- _WORK TO BE COMPLETED_: Look below for the line containing "of the short". Output it and each remaining line of the entries exactly, and nothing else.

- _DATA RECORDS_:

━━━━━━━━━━

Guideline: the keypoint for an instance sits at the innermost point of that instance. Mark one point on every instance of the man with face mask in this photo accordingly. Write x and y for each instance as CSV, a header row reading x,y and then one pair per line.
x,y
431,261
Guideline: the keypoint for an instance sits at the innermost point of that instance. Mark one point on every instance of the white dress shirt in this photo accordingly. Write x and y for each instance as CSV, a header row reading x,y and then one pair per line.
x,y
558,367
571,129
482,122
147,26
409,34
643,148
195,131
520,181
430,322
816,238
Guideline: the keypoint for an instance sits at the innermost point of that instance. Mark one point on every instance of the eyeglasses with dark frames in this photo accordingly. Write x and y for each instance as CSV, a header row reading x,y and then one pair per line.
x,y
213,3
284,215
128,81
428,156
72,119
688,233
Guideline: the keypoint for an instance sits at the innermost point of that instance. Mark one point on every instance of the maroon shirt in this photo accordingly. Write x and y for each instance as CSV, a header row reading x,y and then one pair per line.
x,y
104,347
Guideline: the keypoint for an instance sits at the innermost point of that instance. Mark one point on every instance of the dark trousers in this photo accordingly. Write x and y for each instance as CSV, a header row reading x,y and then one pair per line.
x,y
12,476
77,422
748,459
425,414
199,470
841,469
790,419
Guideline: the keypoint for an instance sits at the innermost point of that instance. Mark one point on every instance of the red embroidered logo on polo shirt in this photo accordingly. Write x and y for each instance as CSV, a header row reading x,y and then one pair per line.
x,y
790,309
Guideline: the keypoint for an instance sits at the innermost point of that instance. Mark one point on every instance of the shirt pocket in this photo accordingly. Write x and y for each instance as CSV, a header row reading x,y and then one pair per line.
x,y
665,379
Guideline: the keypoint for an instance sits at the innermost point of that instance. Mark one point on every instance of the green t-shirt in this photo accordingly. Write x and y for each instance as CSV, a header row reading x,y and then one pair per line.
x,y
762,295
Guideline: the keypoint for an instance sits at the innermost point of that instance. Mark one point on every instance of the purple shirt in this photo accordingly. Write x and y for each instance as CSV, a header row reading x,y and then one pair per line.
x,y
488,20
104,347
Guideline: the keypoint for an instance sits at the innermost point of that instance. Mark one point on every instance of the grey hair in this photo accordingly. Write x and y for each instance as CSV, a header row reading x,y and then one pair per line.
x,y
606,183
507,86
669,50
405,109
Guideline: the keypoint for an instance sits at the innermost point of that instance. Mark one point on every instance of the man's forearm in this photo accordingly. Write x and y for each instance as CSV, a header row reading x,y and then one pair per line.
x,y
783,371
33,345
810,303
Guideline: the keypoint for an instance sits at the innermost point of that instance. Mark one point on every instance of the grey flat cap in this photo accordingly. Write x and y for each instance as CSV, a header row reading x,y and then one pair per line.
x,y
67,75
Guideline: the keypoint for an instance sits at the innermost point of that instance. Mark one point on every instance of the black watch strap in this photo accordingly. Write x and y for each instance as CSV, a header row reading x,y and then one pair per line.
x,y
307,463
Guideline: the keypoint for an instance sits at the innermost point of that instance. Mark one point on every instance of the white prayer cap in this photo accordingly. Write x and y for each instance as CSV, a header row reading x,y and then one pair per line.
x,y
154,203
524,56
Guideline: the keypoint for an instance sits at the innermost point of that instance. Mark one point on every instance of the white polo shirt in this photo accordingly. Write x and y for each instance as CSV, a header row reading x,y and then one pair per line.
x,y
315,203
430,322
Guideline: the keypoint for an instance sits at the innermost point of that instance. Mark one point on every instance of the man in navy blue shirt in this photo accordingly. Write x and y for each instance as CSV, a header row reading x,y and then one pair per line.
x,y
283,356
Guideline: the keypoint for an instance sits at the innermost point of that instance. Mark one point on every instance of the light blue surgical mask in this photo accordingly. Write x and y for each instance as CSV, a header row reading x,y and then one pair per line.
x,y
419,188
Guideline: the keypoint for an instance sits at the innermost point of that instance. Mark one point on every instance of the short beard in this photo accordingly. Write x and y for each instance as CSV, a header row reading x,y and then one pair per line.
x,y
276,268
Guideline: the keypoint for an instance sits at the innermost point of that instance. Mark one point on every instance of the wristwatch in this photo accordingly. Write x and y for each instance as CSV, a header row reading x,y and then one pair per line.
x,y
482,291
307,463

━━━━━━━━━━

- _RESPONSE_:
Guideline: the keypoint for an instance sits at the innermost point of that instance. Mark one point on every instance of the short beard in this photo accordingly. Write x and y for each instance as CSV, a header row reading x,y and then one pair per line.
x,y
276,268
Guideline: the keypoint for an instance sits at the innermost point of that instance. Mark one point on every instance of the wristwatch in this photo accordingly. Write x and y for each instance as CSV, a header row reading x,y and then one pair per line.
x,y
482,291
307,463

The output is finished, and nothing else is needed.